Task to carry out »
Edit the lines below, changing every "no brackets" to "without brackets" and keeping everything else the same.

Available records »
■ ■ ■ ■ ■

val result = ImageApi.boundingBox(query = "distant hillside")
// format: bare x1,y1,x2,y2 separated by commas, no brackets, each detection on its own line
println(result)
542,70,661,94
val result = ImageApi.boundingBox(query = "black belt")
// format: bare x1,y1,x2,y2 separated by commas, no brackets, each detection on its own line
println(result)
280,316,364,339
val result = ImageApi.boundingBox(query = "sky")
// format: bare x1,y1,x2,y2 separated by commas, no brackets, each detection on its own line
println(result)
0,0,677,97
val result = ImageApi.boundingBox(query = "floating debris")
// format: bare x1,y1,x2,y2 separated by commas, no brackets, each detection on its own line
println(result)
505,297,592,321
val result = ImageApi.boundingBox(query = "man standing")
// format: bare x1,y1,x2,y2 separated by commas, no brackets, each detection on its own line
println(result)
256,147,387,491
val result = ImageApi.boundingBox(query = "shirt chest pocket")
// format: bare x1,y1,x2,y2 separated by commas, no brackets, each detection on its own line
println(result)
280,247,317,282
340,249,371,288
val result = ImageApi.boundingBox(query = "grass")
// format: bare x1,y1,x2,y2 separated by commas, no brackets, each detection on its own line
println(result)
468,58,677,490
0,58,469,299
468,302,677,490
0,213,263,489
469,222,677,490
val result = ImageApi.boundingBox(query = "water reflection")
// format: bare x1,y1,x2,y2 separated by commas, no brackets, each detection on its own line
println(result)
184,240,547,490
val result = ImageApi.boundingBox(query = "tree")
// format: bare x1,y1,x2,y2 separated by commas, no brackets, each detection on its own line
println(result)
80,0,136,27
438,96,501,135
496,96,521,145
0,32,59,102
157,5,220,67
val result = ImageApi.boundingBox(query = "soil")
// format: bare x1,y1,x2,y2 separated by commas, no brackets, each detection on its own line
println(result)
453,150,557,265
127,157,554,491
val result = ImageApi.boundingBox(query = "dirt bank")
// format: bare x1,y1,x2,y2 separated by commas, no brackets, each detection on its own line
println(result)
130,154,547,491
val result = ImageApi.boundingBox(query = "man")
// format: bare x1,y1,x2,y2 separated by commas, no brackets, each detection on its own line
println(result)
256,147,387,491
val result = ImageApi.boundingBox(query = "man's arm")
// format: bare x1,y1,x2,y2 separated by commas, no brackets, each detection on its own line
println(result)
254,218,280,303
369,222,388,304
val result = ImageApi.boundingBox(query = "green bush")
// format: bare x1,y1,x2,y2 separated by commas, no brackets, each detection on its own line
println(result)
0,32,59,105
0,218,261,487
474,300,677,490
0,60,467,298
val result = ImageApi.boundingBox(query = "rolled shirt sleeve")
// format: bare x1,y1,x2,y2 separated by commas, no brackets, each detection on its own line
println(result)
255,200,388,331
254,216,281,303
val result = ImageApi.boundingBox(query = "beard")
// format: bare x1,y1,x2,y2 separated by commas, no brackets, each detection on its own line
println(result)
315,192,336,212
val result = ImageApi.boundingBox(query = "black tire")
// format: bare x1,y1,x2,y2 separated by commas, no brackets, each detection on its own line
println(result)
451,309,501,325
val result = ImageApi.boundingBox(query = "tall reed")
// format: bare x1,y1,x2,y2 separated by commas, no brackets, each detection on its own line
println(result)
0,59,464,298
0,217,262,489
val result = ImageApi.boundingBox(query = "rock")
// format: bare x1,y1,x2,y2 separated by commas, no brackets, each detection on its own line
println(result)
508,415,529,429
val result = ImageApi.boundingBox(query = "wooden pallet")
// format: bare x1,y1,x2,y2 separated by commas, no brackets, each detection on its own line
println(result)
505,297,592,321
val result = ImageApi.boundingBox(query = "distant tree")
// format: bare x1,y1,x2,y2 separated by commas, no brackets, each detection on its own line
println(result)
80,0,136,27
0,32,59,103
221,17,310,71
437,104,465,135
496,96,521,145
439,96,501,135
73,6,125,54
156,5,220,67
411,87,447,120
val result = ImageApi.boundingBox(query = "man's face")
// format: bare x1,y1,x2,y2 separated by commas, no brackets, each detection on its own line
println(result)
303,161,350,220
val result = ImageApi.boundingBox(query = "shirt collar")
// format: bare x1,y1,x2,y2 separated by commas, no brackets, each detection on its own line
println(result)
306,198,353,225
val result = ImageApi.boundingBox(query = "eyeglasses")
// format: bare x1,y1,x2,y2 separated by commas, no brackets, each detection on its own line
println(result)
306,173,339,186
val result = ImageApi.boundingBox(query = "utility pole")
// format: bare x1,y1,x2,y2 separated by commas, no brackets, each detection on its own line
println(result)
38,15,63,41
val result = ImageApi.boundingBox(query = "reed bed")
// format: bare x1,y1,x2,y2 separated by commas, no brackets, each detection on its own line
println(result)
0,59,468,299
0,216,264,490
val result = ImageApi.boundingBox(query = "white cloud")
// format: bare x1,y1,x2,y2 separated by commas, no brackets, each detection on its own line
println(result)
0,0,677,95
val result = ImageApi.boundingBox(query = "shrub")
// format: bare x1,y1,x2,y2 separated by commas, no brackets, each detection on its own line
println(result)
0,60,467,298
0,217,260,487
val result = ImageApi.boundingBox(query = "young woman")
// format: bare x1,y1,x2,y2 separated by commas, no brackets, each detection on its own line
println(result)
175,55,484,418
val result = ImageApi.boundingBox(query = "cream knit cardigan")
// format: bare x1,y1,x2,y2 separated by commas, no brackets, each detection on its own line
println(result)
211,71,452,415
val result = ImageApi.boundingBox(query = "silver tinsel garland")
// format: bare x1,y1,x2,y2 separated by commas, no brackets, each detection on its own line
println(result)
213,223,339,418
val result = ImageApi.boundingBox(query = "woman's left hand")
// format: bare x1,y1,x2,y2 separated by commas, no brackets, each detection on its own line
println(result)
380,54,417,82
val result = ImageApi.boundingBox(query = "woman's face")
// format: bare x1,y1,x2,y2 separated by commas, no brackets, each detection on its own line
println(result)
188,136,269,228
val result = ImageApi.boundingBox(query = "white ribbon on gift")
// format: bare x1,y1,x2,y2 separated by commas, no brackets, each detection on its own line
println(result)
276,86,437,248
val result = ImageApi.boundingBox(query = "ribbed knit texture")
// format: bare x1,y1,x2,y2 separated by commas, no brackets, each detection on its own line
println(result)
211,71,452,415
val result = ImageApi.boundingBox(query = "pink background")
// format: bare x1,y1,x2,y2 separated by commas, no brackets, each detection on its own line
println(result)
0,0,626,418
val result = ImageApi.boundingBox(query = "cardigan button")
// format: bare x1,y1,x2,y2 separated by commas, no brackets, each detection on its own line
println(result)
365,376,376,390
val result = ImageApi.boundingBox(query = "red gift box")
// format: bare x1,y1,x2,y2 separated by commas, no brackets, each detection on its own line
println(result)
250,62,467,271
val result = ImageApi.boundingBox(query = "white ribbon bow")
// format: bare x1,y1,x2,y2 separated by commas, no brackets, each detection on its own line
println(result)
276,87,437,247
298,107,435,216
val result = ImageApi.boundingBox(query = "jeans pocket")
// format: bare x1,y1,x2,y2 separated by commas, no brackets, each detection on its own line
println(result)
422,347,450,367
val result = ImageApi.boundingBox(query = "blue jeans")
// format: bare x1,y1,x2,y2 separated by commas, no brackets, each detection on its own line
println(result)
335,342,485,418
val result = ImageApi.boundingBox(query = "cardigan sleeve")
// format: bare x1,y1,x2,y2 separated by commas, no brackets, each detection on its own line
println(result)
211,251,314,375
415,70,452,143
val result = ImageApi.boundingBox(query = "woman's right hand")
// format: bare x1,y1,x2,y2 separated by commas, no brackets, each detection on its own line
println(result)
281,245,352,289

■ ■ ■ ■ ■

Result below »
val result = ImageApi.boundingBox(query = "distant hillside")
// format: bare x1,y1,x2,y2 separated by commas, without brackets, each detection on its own line
println(result)
542,70,661,94
val result = ImageApi.boundingBox(query = "black belt")
// format: bare x1,y1,x2,y2 separated by commas, without brackets, each detection on its own line
println(result)
280,316,364,339
val result = ImageApi.boundingBox(query = "sky")
// format: bare x1,y1,x2,y2 separated by commas, without brackets, each detection on its own line
println(result)
0,0,677,97
val result = ImageApi.boundingBox(query = "floating debris")
// format: bare x1,y1,x2,y2 separated by commas, without brackets, each detection on its own line
println(result)
505,297,592,321
val result = ImageApi.boundingBox(query = "man standing")
// format: bare x1,y1,x2,y2 separated by commas, without brackets, each detection on its own line
println(result)
256,147,387,491
val result = ImageApi.boundingBox(query = "shirt chest pocket")
// format: bare x1,y1,x2,y2 separated by commas, without brackets, each detection on its own line
println(result)
280,247,317,282
340,249,371,288
val result = ImageApi.boundingBox(query = "grass")
// format: bare x1,y1,x2,y2 separated by commas, without brackets, each detection on its own line
println(result)
468,58,677,490
0,58,469,299
468,302,677,490
0,213,263,489
469,222,677,490
val result = ImageApi.boundingBox(query = "water reflection")
// format: bare x1,y1,x2,y2 separated by commas, without brackets, each detection on its own line
println(result)
184,240,547,490
val result = ImageApi.boundingBox(query = "tree")
// format: bare x1,y1,x2,y2 separated by commas, without brackets, each detection on its own line
println(result)
80,0,136,27
438,96,501,135
496,96,521,145
0,32,59,102
157,5,220,67
val result = ImageApi.boundingBox(query = "soil")
// format: bare x1,y1,x2,y2 separated by commas, without brackets, each detection on its own line
println(result)
453,150,557,265
127,157,554,491
val result = ImageApi.boundingBox(query = "dirt bank")
// format: bare x1,y1,x2,y2 separated by commas, without brackets, each detection on its own line
println(result)
130,154,547,491
val result = ImageApi.boundingBox(query = "man")
// format: bare x1,y1,x2,y2 separated by commas, without brackets, each detection on its own line
println(result)
256,147,387,491
val result = ImageApi.boundingBox(query = "man's arm")
// format: bare x1,y1,x2,y2 separated by commas, without brackets, each detection on its own line
println(result)
254,218,280,303
369,222,388,304
val result = ImageApi.boundingBox(query = "green bush")
// format: bare x1,y1,x2,y2 separated by commas, without brackets, each detection on its own line
println(result)
0,32,59,105
0,218,261,487
474,300,677,490
0,60,467,298
val result = ImageApi.boundingBox(query = "rolled shirt sleeve")
// format: bare x1,y1,x2,y2 separated by commas, without brackets, each detection on its own line
println(result)
255,200,388,331
254,216,281,303
val result = ImageApi.boundingBox(query = "beard")
// format: bare x1,y1,x2,y2 separated by commas, without brackets, each detection on its own line
println(result)
315,192,336,212
val result = ImageApi.boundingBox(query = "black tire")
// format: bare x1,y1,x2,y2 separated by commas, without brackets, each detection on its own line
println(result)
451,309,501,325
val result = ImageApi.boundingBox(query = "tall reed")
// format: bare x1,y1,x2,y2 separated by commas, without brackets, each detection on its own line
println(result)
0,59,464,298
0,217,262,489
val result = ImageApi.boundingBox(query = "rock")
// format: bare x1,y1,x2,y2 separated by commas, without brackets, each detection on its own line
println(result)
508,415,529,429
val result = ImageApi.boundingBox(query = "wooden pallet")
// format: bare x1,y1,x2,y2 separated by commas, without brackets, each detection on its own line
println(result)
505,297,592,321
val result = ImageApi.boundingBox(query = "distant tree")
// format: bare x1,y1,x2,y2 separated by commas, without brackets, each detection on its own line
println(result)
80,0,136,27
0,32,59,103
221,17,310,71
437,104,465,135
496,96,521,145
439,96,501,135
73,6,125,54
156,5,220,67
411,87,447,120
val result = ImageApi.boundingBox(query = "man's face")
// format: bare x1,y1,x2,y2 separated by commas, without brackets, each detection on its own line
println(result)
303,161,350,220
val result = ImageApi.boundingBox(query = "shirt collar")
// format: bare x1,y1,x2,y2 separated by commas, without brackets, each detection on its own line
println(result)
306,198,353,225
val result = ImageApi.boundingBox(query = "eyeglasses")
// format: bare x1,y1,x2,y2 separated by commas, without brackets, each detection on its own line
println(result)
306,173,339,186
val result = ImageApi.boundingBox(query = "utility pole")
// format: bare x1,y1,x2,y2 separated by commas, without brackets, each detection on its own line
println(result)
38,15,63,41
val result = ImageApi.boundingBox(query = "reed bed")
// format: bare x1,y1,x2,y2 separated by commas, without brackets, each detection on its own line
println(result)
0,59,468,299
0,216,264,490
val result = ImageApi.boundingBox(query = "white cloud")
// format: bare x1,y1,x2,y2 separated by commas, without brackets, each detection on its own line
println(result)
0,0,677,95
val result = ImageApi.boundingBox(query = "shrub")
// format: bare x1,y1,x2,y2 separated by commas, without brackets, each detection on its own line
println(result)
0,60,467,298
0,217,260,487
val result = ImageApi.boundingBox(query = "young woman")
// format: bare x1,y1,x2,y2 separated by commas, without brackets, each detection on its own line
println(result)
175,55,484,418
val result = ImageApi.boundingBox(query = "cream knit cardigan")
// format: bare x1,y1,x2,y2 separated by commas, without brackets, each detection on its own line
println(result)
211,71,452,415
val result = ImageApi.boundingBox(query = "silver tinsel garland")
// format: bare x1,y1,x2,y2 separated by commas, without brackets, each detection on its own line
println(result)
213,223,339,418
val result = ImageApi.boundingBox(query = "woman's left hand")
// format: bare x1,y1,x2,y2 separated by commas, without brackets, each detection on its own line
println(result)
380,54,417,82
val result = ImageApi.boundingBox(query = "woman's face")
// format: bare x1,y1,x2,y2 separated by commas, without brackets, each detection on its own line
println(result)
188,136,269,228
val result = ImageApi.boundingBox(query = "white ribbon on gift")
// format: bare x1,y1,x2,y2 separated by commas, without brackets, each detection on its own line
println(result)
276,86,437,248
val result = ImageApi.boundingBox(query = "ribbed knit texture")
// format: bare x1,y1,x2,y2 separated by commas, without brackets, each detection on its own line
println(result)
211,71,452,415
val result = ImageApi.boundingBox(query = "pink background")
// format: bare x1,y1,x2,y2 separated by commas, without brackets, each detection on its own line
println(result)
0,0,626,418
val result = ImageApi.boundingBox(query = "cardigan button")
// format: bare x1,y1,x2,y2 separated by commas, without brackets, each detection on its own line
println(result)
365,376,376,390
val result = ImageApi.boundingBox(query = "red gift box")
// format: bare x1,y1,x2,y2 separated by commas, without brackets, each detection on its own line
println(result)
250,62,467,271
val result = ImageApi.boundingBox(query = "white ribbon bow")
// format: bare x1,y1,x2,y2 separated by commas, without brackets, each detection on its own line
println(result)
276,87,437,247
298,107,435,216
val result = ImageApi.boundingBox(query = "jeans pocket")
// format: bare x1,y1,x2,y2 separated by commas, without brackets, each detection on its own line
println(result)
422,347,450,367
val result = ImageApi.boundingBox(query = "blue jeans")
// format: bare x1,y1,x2,y2 separated by commas, without brackets, each detection on its own line
println(result)
335,342,485,418
val result = ImageApi.boundingBox(query = "cardigan sleeve")
// format: bare x1,y1,x2,y2 separated by commas, without brackets, each detection on its own line
println(result)
211,251,314,375
415,70,452,143
val result = ImageApi.boundingBox(query = "woman's right hand")
// format: bare x1,y1,x2,y2 separated by commas, without brackets, each detection on its own line
println(result)
281,245,352,289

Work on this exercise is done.